— TRAVAIL DEMANDÉ —
A. Citez mot pour mot tout le passage de l'extrait sur la réglementation de la psychothérapie qui va de « Nady Van Broeck, qui » jusqu'à « décidément une gageure. ».
B. Réécrivez sous forme de liste le paragraphe de l'extrait sur la réglementation de la psychothérapie qui commence par « Nady Van Broeck, qui est aussi professeur », en gardant ses faits principaux.

— EXTRAIT DE PAGE —
Minorisé au sein du groupe de réflexion, le Dr Szafran suggère, pour sa part, d’abandonner la distinction entre psychothérapie et « counselling » et d’ouvrir la formation de thérapeute à tout diplômé d’une haute école ou d’une université, comme il le fait déjà au sein de l’Association européenne de psychothérapie, qui propose un postgraduat de quatre ans. Autre proposition: pour Martens, dans un souci de transparence, les personnes spécialisées en psychothérapie pourraient simplement être tenues de préciser leur formation de base. « Au psychologue psychothérapeute, le patient qui a besoin de médicaments préférera un psychiatre psychothérapeute, le seul habilité à en délivrer », renchérit Nady Van Broeck. Les autres clients pourront choisir, en fonction de leur sensibilité, entre un infirmier psychothérapeute, un philosophe psychothérapeute, etc.

Des suggestions pour éviter le corporatisme? Actuellement, en effet, seuls les médecins psychiatres disposent d’un code Inami. Les psychologues convoitent depuis longtemps cette possibilité de remboursement pour le patient. Même s’il est exclu, pour le moment, d’étendre le principe du remboursement, il est clair que les psychologues ont tout intérêt à limiter le titre de psychothérapeute à un club restreint, pour plaider plus facilement leur cause ensuite.

Ces arrière-pensées nourrissent-elles aussi le projet de réglementation relatif à la psychologie clinique? En effet, en septembre dernier, Magda Aelvoet a demandé à un groupe d’experts de plancher sur le sujet. Cela concerne les professionnels qui proposent un psychodiagnostic, des tests ou une aide psychologique dans un service hospitalier, dans un centre de santé mentale ou dans un cabinet privé. Un avant-projet de loi fait actuellement l’objet de consultations entre les ministres concernés.

« Voici quelques années, le titre de psychologue a été protégé, explique Nady Van Broeck. Mais cela n’oblige en rien le licencié en psychologie d’observer un minimum de déontologie. Ainsi, l’avant-projet propose la constitution d’un Conseil national de psychologie clinique. Il pourrait recevoir les plaintes de patients et remettre un avis au ministre qui aurait un droit de sanction. » Le problème? « Le risque existe que tout acte clinique, même le plus anodin, ne puisse plus être posé que par des médecins ou des psychologues formés à la clinique, affirme Martens. Ce serait un appauvrissement considérable du secteur. »

Nady Van Broeck, qui est aussi professeur en psychologie clinique à l’UCL, le reconnaît: « Mais quand j’explique à mes étudiants comment poser un bon psychodiagnostic, il ne faut pas oublier qu’à l’heure actuelle je suis déjà dans l’illégalité. » En 1967, en effet, la législation sur l’art de guérir a réservé toute forme de diagnostic ou de traitement aux médecins. A l’époque, les psychologues, qui, historiquement, étaient issus de la faculté de philosophie et non de celle de médecine, avaient refusé de faire partie des professions paramédicales. Depuis, la psychologie clinique s’est développée hors la loi. Et la remettre dans le chemin du droit est décidément une gageure.

— DONNÉES PRÉSENTÉES —
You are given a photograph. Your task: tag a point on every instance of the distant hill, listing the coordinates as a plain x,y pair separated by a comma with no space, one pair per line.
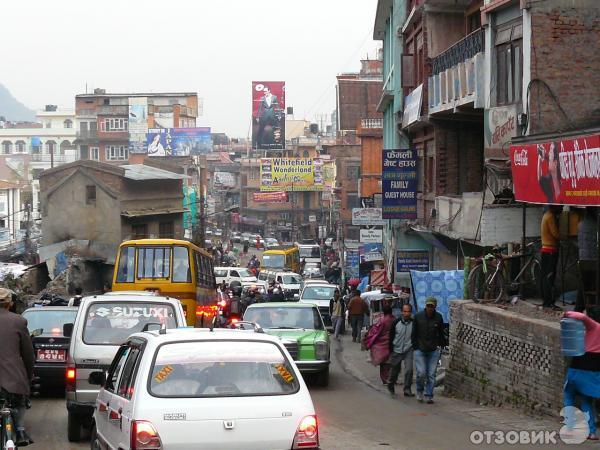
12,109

==

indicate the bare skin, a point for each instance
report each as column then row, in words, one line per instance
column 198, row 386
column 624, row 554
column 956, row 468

==

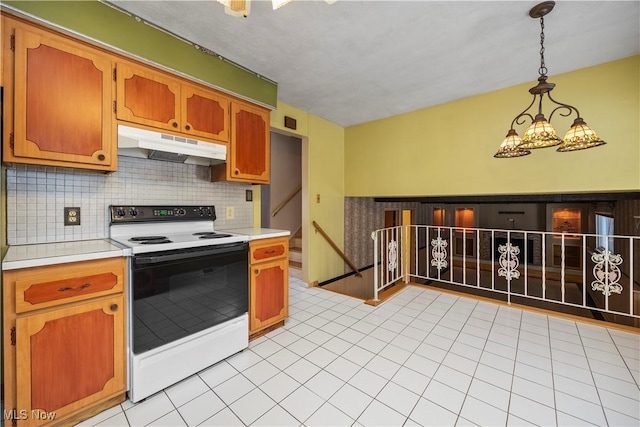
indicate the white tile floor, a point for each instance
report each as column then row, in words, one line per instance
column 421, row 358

— VOS RÉPONSES —
A.
Nady Van Broeck, qui est aussi professeur en psychologie clinique à l’UCL, le reconnaît: « Mais quand j’explique à mes étudiants comment poser un bon psychodiagnostic, il ne faut pas oublier qu’à l’heure actuelle je suis déjà dans l’illégalité. » En 1967, en effet, la législation sur l’art de guérir a réservé toute forme de diagnostic ou de traitement aux médecins. A l’époque, les psychologues, qui, historiquement, étaient issus de la faculté de philosophie et non de celle de médecine, avaient refusé de faire partie des professions paramédicales. Depuis, la psychologie clinique s’est développée hors la loi. Et la remettre dans le chemin du droit est décidément une gageure.

B.
- Nady Van Broeck, également professeur de psychologie clinique à l'UCL, reconnaît être déjà dans l'illégalité en expliquant aux étudiants comment poser un bon psychodiagnostic.
- En 1967, la législation sur l'art de guérir a réservé toute forme de diagnostic ou de traitement aux médecins.
- Les psychologues, historiquement issus de la faculté de philosophie et non de celle de médecine, avaient alors refusé de faire partie des professions paramédicales.
- Depuis, la psychologie clinique s'est développée hors la loi, et la remettre dans le chemin du droit est une gageure.